--- Selected excerpt ---

GitSwarm-EE 2017.1-1 Documentation


Migrate GitLab CI to GitSwarm EE

Beginning with GitSwarm EE 2015.4, GitLab CI is no longer its own application, but is instead built into GitSwarm EE.

This guide details the process of migrating your CI installation and data into your GitSwarm EE installation. You can only migrate CI data from GitLab CI 8.0 to GitSwarm EE 2015.4; migrating between other versions (e.g. 7.14 to 2016.2) is not possible.

We recommend that you read through the entire migration process in this document before beginning.

Overview

In this document we assume you have a GitSwarm EE server and a GitLab CI server. It does not matter if these are the same machine.

The migration consists of three parts: updating GitSwarm EE and GitLab CI, moving data, and redirecting traffic.

Please note that CI builds triggered on your GitSwarm EE server in the time between updating to 8.0 and finishing the migration will be lost. Your GitSwarm EE server can be online for most of the procedure; the only GitSwarm EE downtime (if any) is during the upgrade to 8.0. Your CI service will be offline from the moment you upgrade to 8.0 until you finish the migration procedure.

Before upgrading

If you have GitLab CI installed using packages but you don't want to migrate your existing data:

mv /var/opt/gitswarm/gitlab-ci/builds /var/opt/gitswarm/gitlab-ci/builds.$(date +%s)

Run sudo gitswarm-ctl reconfigure and you can reach CI at gitswarm.example.com/ci.

If you want to migrate your existing data, continue reading.

--- Extracted records ---

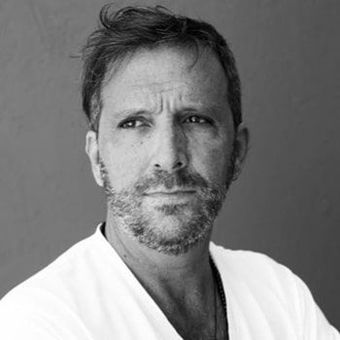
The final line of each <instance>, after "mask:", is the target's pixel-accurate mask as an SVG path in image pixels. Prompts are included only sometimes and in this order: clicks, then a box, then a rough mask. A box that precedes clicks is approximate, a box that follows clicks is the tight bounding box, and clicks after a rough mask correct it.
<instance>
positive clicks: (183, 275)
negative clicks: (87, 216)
mask: <svg viewBox="0 0 340 340" xmlns="http://www.w3.org/2000/svg"><path fill="white" fill-rule="evenodd" d="M117 223H118V222H117V221H115V220H114V219H113V218H112V217H111V216H110V214H108V216H107V220H106V228H105V231H106V238H107V240H108V241H109V243H110V244H111V245H112V247H113V248H114V249H115V250H116V252H117V253H118V255H119V256H120V257H121V258H122V260H123V261H124V262H125V264H126V265H127V266H128V267H129V268H130V270H131V271H132V272H133V273H134V275H135V276H136V277H137V279H138V280H139V281H140V282H141V284H142V285H143V286H144V287H145V288H146V289H147V290H148V291H149V293H151V294H152V295H157V294H161V295H162V296H165V295H169V296H171V299H174V298H176V296H177V297H178V298H183V296H190V294H192V293H193V292H196V293H197V292H200V294H202V295H203V296H204V295H206V293H207V291H209V290H211V286H212V275H211V268H210V265H209V240H210V238H209V237H207V239H206V240H204V241H202V242H200V243H199V244H197V245H196V246H194V247H193V248H191V249H189V250H188V251H187V252H186V253H183V254H178V255H169V254H164V253H160V252H158V251H156V250H153V249H150V248H148V247H147V246H145V245H143V244H140V243H139V242H138V240H136V239H133V238H131V237H129V236H128V235H127V234H126V233H125V232H124V231H121V230H120V228H119V227H118V226H117Z"/></svg>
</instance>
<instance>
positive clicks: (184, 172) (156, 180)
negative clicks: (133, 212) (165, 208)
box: [135, 169, 209, 194]
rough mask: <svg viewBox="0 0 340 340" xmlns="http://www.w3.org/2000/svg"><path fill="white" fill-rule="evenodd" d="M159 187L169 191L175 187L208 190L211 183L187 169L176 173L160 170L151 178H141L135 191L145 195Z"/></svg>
mask: <svg viewBox="0 0 340 340" xmlns="http://www.w3.org/2000/svg"><path fill="white" fill-rule="evenodd" d="M159 187H165V188H166V189H167V190H171V189H173V188H174V187H182V188H183V187H188V188H194V187H198V188H208V187H209V183H208V182H207V181H206V180H205V179H204V178H203V177H202V176H201V175H199V174H198V173H190V172H188V171H187V170H185V169H183V170H182V169H181V170H178V171H176V172H174V173H168V172H167V171H164V170H158V171H157V172H155V173H153V175H151V176H145V177H143V178H141V179H140V180H139V181H138V182H137V183H136V184H135V190H136V192H137V193H138V194H143V193H144V192H145V191H148V190H152V189H157V188H159Z"/></svg>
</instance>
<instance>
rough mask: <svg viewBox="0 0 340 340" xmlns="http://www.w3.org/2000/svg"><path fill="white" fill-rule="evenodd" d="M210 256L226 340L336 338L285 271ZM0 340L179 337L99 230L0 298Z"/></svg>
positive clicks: (133, 338)
mask: <svg viewBox="0 0 340 340" xmlns="http://www.w3.org/2000/svg"><path fill="white" fill-rule="evenodd" d="M210 252H211V256H212V258H213V260H214V262H215V264H216V266H217V268H218V270H219V272H220V274H221V278H222V282H223V285H224V290H225V294H226V298H227V314H228V323H229V336H230V339H231V340H248V339H249V340H250V339H258V340H269V339H275V340H276V339H277V340H281V339H282V340H295V339H299V340H300V339H304V340H333V339H340V335H339V333H338V332H337V331H336V330H335V328H333V327H332V326H331V325H330V324H329V323H328V321H327V320H326V318H325V317H324V315H323V314H322V312H321V311H320V309H319V308H318V306H317V305H316V304H315V302H314V300H313V298H312V296H311V294H310V292H309V290H308V288H307V287H306V285H305V284H304V283H303V282H302V281H301V280H300V279H299V278H298V277H297V276H295V275H294V274H293V273H292V272H291V271H290V270H289V269H287V268H286V267H284V266H282V265H280V264H278V263H276V262H275V261H273V260H272V259H270V258H269V257H267V256H265V255H262V254H258V253H254V252H250V251H233V250H226V249H224V248H222V247H219V246H216V245H215V244H213V243H211V245H210ZM0 339H2V340H19V339H20V340H22V339H25V340H52V339H53V340H57V339H58V340H71V339H72V340H73V339H77V340H79V339H81V340H90V339H91V340H109V339H110V340H112V339H131V340H132V339H133V340H136V339H137V340H138V339H147V340H162V339H173V340H179V339H181V337H180V335H179V334H178V333H177V332H176V330H175V329H174V327H173V326H172V325H171V324H170V322H169V321H168V319H167V318H166V317H165V315H164V314H163V312H162V311H161V310H160V308H159V307H158V305H157V304H156V303H155V302H154V301H153V299H152V298H151V297H150V295H149V294H148V293H147V292H146V291H145V289H144V288H143V287H142V285H141V284H140V283H139V281H138V280H137V279H136V277H135V276H134V275H133V274H132V272H131V271H130V270H129V268H128V267H127V266H126V265H125V264H124V262H123V261H122V259H121V258H120V257H119V256H118V254H117V253H116V252H115V250H114V249H113V248H112V247H111V245H110V244H109V243H108V242H107V240H106V239H105V237H104V236H103V234H102V232H101V230H100V227H98V228H97V231H96V232H95V234H94V235H92V236H90V237H89V238H87V239H85V240H83V241H81V242H79V243H77V244H76V245H74V246H73V247H71V248H70V249H69V250H68V251H66V252H65V253H64V254H62V255H61V256H60V257H59V258H58V259H56V260H55V261H54V262H53V263H51V264H50V265H49V266H47V267H46V268H45V269H43V270H42V271H40V272H39V273H37V274H35V275H34V276H33V277H31V278H30V279H28V280H26V281H25V282H23V283H22V284H20V285H19V286H17V287H16V288H14V289H13V290H12V291H10V292H9V293H8V294H7V295H6V296H5V297H4V298H3V299H2V300H1V302H0Z"/></svg>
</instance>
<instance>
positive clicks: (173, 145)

---

*Problem to solve*
Resume the guide on migrating GitLab CI to GitSwarm EE after its final sentence. None of these lines is needed for the work.

*Task answer*
0. Updating package installations from versions prior to 7.13

If you are updating from older versions you should first update to 2015.4. Otherwise it's pretty likely that you could encounter problems described in the Troubleshooting.

1. Verify that backups work

Make sure that the backup script on both servers can connect to the database.

# On your CI server:
# Package installations
sudo chown gitlab-ci:gitlab-ci /var/opt/gitswarm/gitlab-ci/builds
sudo gitlab-ci-rake backup:create

# Source installations
cd /home/gitlab_ci/gitlab-ci
sudo -u gitlab_ci -H bundle exec rake backup:create RAILS_ENV=production

Also check on your GitSwarm EE server.

# On your GitSwarm EE server:
# package installations
sudo gitswarm-rake gitswarm:backup:create SKIP=repositories,uploads

# Source installations
cd /home/git/gitlab
sudo -u git -H bundle exec rake gitswarm:backup:create RAILS_ENV=production SKIP=repositories,uploads

If this fails you need to fix it before upgrading to 2015.4. Also see https://about.gitlab.com/getting-help/

2. Check source and target database types

Check what databases you use on your GitSwarm EE server and your CI server. Look for the 'adapter:' line. If your CI server and your GitSwarm EE server use the same database adapter no special care is needed. If your CI server uses MySQL and your GitSwarm EE server uses PostgreSQL, you need to pass a special option during the 'Moving data' part. If your CI server uses PostgreSQL and your GitSwarm EE server uses MySQL you cannot migrate your CI data to GitSwarm EE 2015.4.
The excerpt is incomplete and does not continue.